The exercise.
Write out every entry, unchanged. Skip any picture.
Start Raw data
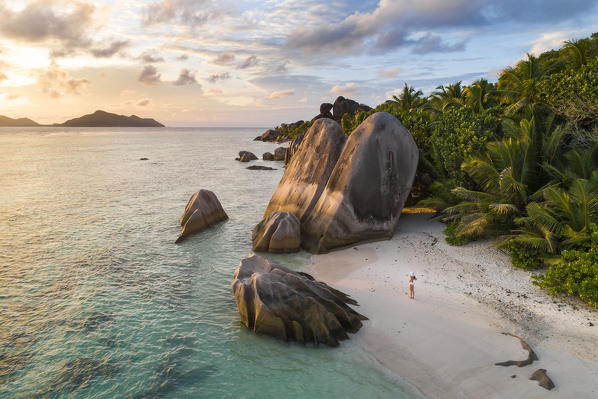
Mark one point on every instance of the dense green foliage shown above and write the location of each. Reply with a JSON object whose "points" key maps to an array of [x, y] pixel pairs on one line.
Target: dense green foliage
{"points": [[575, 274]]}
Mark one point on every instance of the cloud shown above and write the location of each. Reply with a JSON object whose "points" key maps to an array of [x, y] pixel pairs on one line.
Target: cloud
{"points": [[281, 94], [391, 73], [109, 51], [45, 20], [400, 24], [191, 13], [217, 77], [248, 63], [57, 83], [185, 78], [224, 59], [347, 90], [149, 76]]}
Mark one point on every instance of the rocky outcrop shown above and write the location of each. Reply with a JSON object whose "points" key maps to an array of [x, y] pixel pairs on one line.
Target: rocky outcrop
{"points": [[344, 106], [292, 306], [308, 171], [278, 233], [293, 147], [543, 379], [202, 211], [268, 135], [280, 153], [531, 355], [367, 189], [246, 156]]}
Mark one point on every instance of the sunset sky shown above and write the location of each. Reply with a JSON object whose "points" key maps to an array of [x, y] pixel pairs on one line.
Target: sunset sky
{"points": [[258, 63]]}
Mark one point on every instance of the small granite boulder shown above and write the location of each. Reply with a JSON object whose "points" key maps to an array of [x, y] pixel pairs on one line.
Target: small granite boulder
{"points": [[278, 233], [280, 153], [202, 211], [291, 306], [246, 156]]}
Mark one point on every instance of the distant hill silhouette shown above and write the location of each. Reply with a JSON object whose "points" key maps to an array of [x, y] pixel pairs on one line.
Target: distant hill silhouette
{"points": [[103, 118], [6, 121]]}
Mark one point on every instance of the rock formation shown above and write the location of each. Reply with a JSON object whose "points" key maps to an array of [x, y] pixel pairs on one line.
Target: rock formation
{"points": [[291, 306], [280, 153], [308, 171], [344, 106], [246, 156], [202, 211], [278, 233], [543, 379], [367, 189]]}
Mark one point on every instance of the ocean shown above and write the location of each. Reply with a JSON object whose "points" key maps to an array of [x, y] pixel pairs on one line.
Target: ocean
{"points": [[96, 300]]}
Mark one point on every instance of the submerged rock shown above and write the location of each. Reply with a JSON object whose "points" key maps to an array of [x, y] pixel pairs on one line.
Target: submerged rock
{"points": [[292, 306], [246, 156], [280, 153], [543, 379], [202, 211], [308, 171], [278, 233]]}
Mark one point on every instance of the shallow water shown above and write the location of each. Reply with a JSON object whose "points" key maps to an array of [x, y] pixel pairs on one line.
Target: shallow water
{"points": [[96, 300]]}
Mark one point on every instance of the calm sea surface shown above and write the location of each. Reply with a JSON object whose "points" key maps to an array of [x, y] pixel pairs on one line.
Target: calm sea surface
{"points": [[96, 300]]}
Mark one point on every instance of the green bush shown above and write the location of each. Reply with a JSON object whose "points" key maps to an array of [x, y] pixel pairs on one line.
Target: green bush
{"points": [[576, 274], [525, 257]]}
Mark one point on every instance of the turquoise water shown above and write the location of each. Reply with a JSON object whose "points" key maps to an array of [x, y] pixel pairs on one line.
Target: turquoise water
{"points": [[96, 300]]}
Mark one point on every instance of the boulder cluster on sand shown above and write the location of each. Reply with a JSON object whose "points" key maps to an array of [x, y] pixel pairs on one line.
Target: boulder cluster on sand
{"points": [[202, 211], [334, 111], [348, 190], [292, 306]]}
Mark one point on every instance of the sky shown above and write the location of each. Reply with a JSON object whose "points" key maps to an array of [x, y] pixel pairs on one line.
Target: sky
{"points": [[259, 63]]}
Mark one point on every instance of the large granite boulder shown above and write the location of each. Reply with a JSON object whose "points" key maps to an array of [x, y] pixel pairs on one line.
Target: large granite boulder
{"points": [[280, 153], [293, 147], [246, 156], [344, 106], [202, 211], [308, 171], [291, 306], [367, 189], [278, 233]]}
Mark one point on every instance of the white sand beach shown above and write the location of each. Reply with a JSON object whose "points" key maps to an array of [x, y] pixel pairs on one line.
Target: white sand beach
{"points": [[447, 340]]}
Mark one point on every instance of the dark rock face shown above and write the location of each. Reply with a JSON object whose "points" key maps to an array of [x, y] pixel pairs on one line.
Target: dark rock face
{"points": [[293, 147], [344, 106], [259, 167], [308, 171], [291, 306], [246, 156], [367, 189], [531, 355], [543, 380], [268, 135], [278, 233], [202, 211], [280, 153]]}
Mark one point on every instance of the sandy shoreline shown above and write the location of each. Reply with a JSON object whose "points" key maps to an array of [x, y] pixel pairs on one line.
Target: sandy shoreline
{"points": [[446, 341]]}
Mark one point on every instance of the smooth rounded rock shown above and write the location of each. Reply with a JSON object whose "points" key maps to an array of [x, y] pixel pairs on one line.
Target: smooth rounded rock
End Raw data
Right answer.
Mark one point on every instance of the dense green foliage shown above and write the location of each. Reply with a JSON object whose "points" key maps to an array of [x, y] pixel pairs on one line.
Target: dense green foliage
{"points": [[575, 274]]}
Mark one point on every instance of the cloud shown above and write the location of each. Reply with a JSON object whose "points" key maps to an array of [x, y] pixel pairs on one line.
Target: cloud
{"points": [[281, 94], [391, 73], [109, 51], [45, 20], [400, 24], [191, 13], [217, 77], [248, 63], [57, 83], [185, 78], [224, 59], [347, 90], [149, 76]]}
Mark one point on every instance of the rocky outcrop shown above and write the location of each. Reply with a JSON object whose "points" key maps to an array of [x, y] pixel pairs on one line.
Target: rocky outcrop
{"points": [[344, 106], [292, 306], [308, 171], [278, 233], [293, 147], [543, 379], [202, 211], [268, 135], [280, 153], [531, 355], [367, 189], [246, 156]]}
Mark one point on every instance of the sunset sky shown above and write the location of each. Reply with a JSON object whose "points" key maps to an array of [x, y] pixel pairs on one line.
Target: sunset sky
{"points": [[258, 63]]}
Mark one point on every instance of the small granite boulder shown above and write the location of each. Reply with a JSON object whose "points" key maps to an array of [x, y] pixel pairs on one line.
Target: small granite boulder
{"points": [[278, 233], [280, 153], [202, 211], [291, 306], [246, 156]]}
Mark one point on every instance of the distant hill silhouette shown above and write the location of each. Reply with a JSON object whose "points" key maps to an array of [x, y] pixel pairs on one line.
Target: distant hill silhouette
{"points": [[103, 118], [6, 121]]}
Mark one point on every instance of the rock formation shown above and write the location of each. Reply with a JSON object whose "points" key maps to an array of [x, y] pixel pairs on one line.
Target: rock formation
{"points": [[291, 306], [280, 153], [308, 171], [344, 106], [246, 156], [202, 211], [278, 233], [543, 379], [367, 189]]}
Mark one point on every instance of the ocean shown above and write the location of each. Reply with a JSON object whose "points" key maps to an array of [x, y] pixel pairs on one line.
Target: ocean
{"points": [[96, 300]]}
Mark one point on every instance of the submerged rock shown above and write the location of each. Reply with a JSON object whose "points" key maps to an array of [x, y] pixel pairs on one line.
Target: submerged rock
{"points": [[292, 306], [246, 156], [280, 153], [543, 379], [202, 211], [308, 171], [278, 233]]}
Mark one point on every instance of the shallow water shown above and write the location of each. Reply with a JSON object whose "points" key maps to an array of [x, y] pixel pairs on one line.
Target: shallow water
{"points": [[96, 300]]}
Mark one point on every instance of the calm sea surface shown above and write the location of each. Reply with a JSON object whose "points" key maps to an array of [x, y] pixel pairs on one line.
Target: calm sea surface
{"points": [[96, 300]]}
Mark one point on every instance of the green bush shown above and write the location of each. Reply with a JSON object whose "points" key maps to an array of [x, y] pixel pairs on one line.
Target: green bush
{"points": [[576, 274], [525, 257]]}
Mark one point on every instance of the turquoise water shown above and write the location of each. Reply with a JSON object whose "points" key maps to an array of [x, y] pixel pairs on one line.
Target: turquoise water
{"points": [[96, 300]]}
Mark one point on every instance of the boulder cluster on sand shown above and write the location of each. Reply with a JSON object whose "points" key maps to an array of [x, y] pixel pairs on one line.
Target: boulder cluster on sand
{"points": [[202, 211], [334, 111], [348, 190], [292, 306]]}
Mark one point on every instance of the sky shown above and write the location of each. Reply with a JSON object whose "points" key maps to an array of [x, y] pixel pairs on one line.
Target: sky
{"points": [[259, 63]]}
Mark one point on every instance of the large granite boulder shown above and write the location of each. Reply with a JSON object whose "points" key maps to an array of [x, y] pixel pairs on one line.
Target: large granite boulder
{"points": [[280, 153], [293, 147], [246, 156], [344, 106], [202, 211], [308, 171], [291, 306], [367, 189], [278, 233]]}
Mark one point on every instance of the white sand beach shown above and write the location of each. Reply with a JSON object whose "points" key maps to an array of [x, y] pixel pairs on one line.
Target: white sand beach
{"points": [[447, 340]]}
Mark one point on every instance of the dark rock face shown above and write the location of each. Reply with a JSON object whose "points" key maps to an array of [x, y] pixel pairs on one line.
Target: dark rock face
{"points": [[293, 147], [344, 106], [259, 167], [308, 171], [291, 306], [246, 156], [367, 189], [531, 355], [543, 380], [268, 135], [278, 233], [202, 211], [280, 153]]}
Mark one point on every instance of the sandy shoreline shown above and write the location of each. Reply with a JSON object whose "points" key maps to an array of [x, y] pixel pairs on one line.
Target: sandy shoreline
{"points": [[446, 341]]}
Mark one point on every instance of the smooth rounded rock shown above and write the location of each. Reply with a JSON object whose "points" key maps to an array of [x, y] pixel pairs on one line.
Target: smooth rounded rock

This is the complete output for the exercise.